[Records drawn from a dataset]

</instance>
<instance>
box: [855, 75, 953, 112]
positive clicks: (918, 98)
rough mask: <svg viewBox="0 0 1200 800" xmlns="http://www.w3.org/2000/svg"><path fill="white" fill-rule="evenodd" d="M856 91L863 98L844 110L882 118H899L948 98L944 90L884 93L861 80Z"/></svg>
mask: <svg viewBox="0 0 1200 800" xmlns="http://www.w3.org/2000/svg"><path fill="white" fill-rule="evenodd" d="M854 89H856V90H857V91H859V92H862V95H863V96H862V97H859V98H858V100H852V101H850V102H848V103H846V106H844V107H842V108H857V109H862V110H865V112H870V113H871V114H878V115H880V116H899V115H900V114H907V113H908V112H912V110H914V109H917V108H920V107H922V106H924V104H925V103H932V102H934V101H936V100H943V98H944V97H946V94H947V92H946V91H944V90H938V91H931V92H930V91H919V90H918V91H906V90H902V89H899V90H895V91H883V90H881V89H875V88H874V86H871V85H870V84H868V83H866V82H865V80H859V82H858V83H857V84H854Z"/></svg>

§ WHAT NEEDS TO BE DONE
Print every record exactly as written.

§ TASK ANSWER
</instance>
<instance>
box: [855, 75, 953, 112]
positive clicks: (918, 98)
rough mask: <svg viewBox="0 0 1200 800" xmlns="http://www.w3.org/2000/svg"><path fill="white" fill-rule="evenodd" d="M856 91L863 98L844 110L882 118H899L948 98L944 90L884 93L861 80Z"/></svg>
mask: <svg viewBox="0 0 1200 800" xmlns="http://www.w3.org/2000/svg"><path fill="white" fill-rule="evenodd" d="M854 89H856V90H857V91H859V92H862V95H863V96H862V97H859V98H858V100H852V101H850V102H848V103H846V106H844V107H842V108H857V109H862V110H865V112H870V113H871V114H878V115H880V116H899V115H900V114H907V113H908V112H912V110H914V109H917V108H920V107H922V106H924V104H925V103H932V102H934V101H936V100H943V98H944V97H946V94H947V92H946V91H944V90H938V91H931V92H930V91H919V90H918V91H906V90H902V89H899V90H895V91H883V90H881V89H875V88H874V86H871V85H870V84H868V83H866V82H865V80H859V82H858V83H857V84H854Z"/></svg>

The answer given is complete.